What the task requires: In the material below, quote word for word the lines from the one containing "trace target=flower cluster" through the end of the material, inclusive, and leave the pictures out of your answer.

Boundary labeling material
========================================================================

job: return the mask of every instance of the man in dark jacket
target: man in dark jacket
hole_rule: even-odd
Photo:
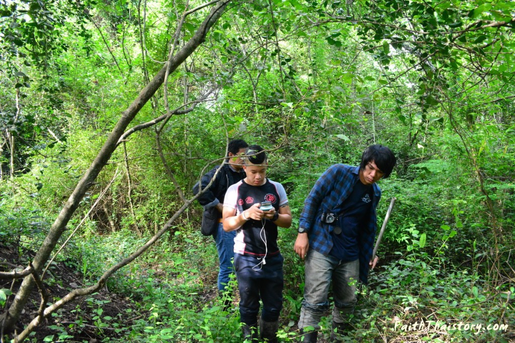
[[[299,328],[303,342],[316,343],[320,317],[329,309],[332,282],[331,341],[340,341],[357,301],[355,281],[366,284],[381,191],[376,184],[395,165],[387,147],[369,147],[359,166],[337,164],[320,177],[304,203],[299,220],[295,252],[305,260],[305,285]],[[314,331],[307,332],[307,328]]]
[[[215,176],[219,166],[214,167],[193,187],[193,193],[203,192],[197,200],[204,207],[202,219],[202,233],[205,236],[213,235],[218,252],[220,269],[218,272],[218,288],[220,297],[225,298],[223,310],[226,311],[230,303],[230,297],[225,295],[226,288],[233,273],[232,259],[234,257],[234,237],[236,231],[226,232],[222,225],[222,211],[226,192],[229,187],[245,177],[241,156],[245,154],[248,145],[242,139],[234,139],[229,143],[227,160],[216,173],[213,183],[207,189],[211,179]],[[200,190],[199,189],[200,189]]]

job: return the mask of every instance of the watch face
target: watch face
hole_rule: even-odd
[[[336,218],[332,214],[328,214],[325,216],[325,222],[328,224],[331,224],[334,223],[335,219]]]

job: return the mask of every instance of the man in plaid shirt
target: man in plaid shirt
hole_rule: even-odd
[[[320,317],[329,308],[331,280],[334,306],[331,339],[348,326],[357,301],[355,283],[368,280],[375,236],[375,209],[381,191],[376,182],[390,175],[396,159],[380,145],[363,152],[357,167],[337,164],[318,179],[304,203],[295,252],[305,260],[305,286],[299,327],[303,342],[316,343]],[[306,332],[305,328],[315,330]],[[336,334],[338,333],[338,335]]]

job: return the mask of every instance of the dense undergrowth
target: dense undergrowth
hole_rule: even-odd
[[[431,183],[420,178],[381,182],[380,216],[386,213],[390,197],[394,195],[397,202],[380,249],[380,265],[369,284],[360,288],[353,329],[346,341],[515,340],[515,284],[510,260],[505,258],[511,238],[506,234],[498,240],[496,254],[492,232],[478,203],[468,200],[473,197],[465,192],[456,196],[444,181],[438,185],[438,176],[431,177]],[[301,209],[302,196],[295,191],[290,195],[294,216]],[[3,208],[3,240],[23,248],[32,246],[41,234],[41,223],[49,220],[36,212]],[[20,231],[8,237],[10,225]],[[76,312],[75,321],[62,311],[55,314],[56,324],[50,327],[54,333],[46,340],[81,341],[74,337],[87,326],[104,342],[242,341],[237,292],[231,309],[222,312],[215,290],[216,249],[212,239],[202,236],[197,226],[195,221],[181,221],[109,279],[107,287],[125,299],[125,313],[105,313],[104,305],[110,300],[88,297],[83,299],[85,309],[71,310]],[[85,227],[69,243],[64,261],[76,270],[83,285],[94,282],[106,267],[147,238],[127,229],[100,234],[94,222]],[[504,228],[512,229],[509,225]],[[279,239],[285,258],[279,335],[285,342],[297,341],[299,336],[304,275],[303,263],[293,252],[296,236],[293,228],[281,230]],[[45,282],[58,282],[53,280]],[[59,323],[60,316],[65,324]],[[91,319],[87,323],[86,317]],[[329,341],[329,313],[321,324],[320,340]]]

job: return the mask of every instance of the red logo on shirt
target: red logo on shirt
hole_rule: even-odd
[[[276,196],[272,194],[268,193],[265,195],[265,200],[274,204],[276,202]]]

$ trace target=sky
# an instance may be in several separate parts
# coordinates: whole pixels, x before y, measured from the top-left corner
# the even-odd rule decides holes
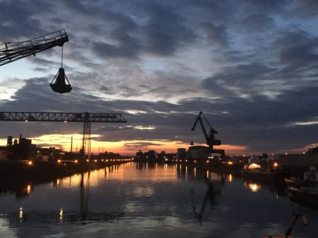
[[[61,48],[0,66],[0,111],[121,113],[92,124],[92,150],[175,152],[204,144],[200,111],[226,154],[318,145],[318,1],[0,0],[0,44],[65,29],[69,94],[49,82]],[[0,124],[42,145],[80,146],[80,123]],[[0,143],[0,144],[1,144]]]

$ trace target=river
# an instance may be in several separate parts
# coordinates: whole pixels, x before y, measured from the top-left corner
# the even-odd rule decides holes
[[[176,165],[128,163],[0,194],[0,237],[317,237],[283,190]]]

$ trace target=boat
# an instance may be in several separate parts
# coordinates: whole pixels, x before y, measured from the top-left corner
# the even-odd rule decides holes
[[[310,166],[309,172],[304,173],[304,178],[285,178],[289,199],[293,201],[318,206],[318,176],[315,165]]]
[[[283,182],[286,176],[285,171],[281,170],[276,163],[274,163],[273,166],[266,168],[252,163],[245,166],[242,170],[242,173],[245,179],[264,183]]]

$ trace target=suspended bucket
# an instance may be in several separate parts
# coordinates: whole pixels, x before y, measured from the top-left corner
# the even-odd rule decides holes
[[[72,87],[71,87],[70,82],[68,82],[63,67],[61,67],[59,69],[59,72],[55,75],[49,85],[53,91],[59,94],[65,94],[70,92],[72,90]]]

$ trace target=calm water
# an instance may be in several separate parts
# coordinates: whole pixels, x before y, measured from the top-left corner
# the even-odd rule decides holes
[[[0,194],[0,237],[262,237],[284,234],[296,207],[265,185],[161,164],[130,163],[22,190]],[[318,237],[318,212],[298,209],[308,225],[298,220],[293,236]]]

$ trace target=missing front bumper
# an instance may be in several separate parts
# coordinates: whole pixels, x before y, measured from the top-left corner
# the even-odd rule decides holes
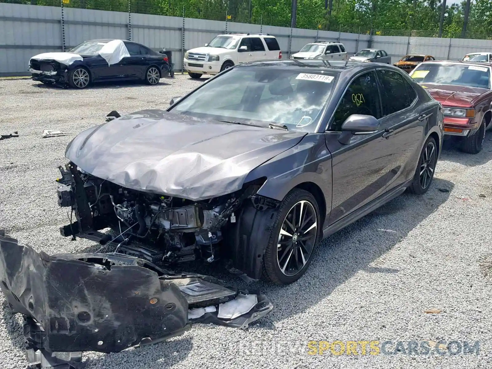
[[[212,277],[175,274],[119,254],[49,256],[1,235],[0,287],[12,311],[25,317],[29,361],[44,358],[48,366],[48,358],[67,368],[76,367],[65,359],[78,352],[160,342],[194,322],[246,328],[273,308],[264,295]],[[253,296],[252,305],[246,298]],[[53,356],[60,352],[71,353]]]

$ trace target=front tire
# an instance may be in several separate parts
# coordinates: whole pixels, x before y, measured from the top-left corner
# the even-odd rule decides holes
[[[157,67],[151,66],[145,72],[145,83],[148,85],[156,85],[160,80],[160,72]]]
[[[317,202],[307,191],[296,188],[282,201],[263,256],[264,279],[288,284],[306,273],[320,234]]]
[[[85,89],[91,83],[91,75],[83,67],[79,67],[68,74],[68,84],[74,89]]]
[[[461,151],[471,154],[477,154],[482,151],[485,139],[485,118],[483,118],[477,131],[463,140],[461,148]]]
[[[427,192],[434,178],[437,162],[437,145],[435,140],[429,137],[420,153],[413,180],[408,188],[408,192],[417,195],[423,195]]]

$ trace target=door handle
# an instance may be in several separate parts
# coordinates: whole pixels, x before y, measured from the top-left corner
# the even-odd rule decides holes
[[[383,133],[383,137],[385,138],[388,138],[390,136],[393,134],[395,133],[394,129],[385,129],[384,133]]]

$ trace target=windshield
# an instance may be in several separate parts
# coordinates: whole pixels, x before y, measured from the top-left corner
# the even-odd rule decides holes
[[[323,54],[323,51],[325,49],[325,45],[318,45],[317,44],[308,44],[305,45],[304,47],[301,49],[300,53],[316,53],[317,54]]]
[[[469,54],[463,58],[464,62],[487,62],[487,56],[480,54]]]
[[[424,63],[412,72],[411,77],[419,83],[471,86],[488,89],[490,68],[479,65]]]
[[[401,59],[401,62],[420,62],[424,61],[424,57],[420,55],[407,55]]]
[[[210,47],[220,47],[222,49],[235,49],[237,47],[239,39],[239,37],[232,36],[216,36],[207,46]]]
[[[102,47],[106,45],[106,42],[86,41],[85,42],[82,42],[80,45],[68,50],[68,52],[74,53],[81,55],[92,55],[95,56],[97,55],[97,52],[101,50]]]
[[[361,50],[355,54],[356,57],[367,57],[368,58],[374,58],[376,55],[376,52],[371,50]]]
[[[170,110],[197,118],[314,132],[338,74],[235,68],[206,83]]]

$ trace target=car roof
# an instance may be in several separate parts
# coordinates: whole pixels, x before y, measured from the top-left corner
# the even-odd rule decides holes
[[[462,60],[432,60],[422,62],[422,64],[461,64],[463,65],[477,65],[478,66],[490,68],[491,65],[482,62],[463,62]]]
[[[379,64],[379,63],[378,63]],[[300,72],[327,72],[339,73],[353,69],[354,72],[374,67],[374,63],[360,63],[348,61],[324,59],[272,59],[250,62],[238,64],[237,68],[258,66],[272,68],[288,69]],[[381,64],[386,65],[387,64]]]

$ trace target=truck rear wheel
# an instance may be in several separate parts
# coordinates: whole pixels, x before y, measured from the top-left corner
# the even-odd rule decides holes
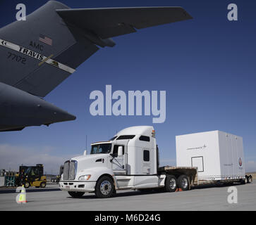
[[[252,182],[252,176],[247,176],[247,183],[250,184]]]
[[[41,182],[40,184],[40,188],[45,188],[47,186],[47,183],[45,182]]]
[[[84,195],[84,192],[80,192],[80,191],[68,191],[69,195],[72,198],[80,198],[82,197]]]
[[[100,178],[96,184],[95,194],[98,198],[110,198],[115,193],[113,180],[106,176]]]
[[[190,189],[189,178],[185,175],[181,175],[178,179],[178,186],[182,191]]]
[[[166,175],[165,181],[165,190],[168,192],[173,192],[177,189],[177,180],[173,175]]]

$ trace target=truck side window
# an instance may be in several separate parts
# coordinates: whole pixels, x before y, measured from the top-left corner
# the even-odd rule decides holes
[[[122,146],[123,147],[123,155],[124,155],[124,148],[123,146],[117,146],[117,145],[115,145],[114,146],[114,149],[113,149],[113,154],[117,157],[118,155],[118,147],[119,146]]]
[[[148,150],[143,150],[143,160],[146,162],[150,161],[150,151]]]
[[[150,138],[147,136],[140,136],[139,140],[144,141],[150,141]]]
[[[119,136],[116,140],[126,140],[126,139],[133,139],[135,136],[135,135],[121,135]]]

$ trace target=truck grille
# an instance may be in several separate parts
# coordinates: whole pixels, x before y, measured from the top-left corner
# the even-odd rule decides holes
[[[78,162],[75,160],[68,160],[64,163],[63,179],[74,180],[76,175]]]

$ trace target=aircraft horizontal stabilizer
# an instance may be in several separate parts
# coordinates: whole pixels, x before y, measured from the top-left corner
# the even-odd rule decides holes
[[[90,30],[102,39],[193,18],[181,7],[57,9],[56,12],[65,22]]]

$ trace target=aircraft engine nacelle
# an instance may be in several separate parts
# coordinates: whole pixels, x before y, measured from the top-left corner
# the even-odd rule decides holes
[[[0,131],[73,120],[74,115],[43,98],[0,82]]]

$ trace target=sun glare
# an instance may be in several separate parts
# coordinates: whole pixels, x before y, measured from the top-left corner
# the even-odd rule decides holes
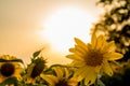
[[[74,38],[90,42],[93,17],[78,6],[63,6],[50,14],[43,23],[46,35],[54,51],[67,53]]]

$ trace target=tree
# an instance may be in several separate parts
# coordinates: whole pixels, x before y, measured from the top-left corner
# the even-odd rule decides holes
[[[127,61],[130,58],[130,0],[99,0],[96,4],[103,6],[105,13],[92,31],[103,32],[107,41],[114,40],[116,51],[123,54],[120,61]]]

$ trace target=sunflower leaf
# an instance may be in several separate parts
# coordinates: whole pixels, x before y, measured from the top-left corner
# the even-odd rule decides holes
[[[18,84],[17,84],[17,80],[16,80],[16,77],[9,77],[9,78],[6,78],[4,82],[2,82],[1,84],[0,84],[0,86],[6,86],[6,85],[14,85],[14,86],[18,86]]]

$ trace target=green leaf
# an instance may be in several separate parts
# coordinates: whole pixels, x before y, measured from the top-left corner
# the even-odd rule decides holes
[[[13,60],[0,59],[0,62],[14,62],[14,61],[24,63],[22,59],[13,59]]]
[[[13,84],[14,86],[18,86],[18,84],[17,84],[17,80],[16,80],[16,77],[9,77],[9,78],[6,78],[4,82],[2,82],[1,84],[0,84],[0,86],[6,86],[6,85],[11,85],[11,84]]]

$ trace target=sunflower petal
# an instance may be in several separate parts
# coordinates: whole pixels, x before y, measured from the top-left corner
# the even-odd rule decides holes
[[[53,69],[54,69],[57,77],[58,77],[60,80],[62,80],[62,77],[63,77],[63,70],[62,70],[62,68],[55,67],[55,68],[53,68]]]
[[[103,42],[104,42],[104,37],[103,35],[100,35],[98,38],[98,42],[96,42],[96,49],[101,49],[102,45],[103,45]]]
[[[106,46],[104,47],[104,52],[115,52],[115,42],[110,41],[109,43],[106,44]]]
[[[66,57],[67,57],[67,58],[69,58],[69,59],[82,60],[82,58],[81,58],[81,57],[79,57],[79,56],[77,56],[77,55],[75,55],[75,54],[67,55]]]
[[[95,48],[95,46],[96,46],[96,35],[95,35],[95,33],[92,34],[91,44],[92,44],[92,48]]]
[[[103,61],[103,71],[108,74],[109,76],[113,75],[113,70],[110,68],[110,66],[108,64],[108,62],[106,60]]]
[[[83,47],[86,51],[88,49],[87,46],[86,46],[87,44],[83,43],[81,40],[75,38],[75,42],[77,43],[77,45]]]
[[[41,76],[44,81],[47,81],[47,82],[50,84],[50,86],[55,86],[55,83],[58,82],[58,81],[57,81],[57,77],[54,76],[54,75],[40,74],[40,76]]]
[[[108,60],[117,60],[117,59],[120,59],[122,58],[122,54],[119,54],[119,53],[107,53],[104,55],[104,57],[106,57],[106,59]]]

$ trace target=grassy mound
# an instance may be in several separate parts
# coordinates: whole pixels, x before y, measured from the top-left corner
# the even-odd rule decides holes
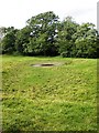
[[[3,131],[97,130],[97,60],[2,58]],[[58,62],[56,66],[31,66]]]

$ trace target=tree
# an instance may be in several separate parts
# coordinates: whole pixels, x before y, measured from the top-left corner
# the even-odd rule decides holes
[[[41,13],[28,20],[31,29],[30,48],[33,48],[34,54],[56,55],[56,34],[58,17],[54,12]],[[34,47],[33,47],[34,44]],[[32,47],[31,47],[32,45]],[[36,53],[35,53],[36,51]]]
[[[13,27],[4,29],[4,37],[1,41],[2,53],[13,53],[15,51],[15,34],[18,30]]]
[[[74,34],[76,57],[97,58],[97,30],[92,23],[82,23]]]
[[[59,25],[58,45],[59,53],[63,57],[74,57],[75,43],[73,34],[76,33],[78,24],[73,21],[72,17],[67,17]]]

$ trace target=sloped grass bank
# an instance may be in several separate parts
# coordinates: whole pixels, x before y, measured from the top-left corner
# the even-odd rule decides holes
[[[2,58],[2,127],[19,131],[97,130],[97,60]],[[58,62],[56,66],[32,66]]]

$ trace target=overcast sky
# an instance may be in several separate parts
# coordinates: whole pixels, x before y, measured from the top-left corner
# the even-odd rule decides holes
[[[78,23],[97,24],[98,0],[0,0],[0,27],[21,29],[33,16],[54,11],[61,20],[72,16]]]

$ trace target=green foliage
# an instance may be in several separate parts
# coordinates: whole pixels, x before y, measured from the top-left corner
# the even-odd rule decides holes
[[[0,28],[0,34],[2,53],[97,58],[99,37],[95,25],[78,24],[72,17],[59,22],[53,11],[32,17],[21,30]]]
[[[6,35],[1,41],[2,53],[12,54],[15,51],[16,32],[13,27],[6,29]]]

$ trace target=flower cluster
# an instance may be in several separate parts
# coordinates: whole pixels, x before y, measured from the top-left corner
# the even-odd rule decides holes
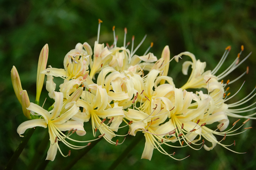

========================================================================

In response:
$ trace target=flower cluster
# an instance may be in several separate parts
# coordinates: whole pixels, x before y, measured from the top-left corner
# the even-odd rule decides holes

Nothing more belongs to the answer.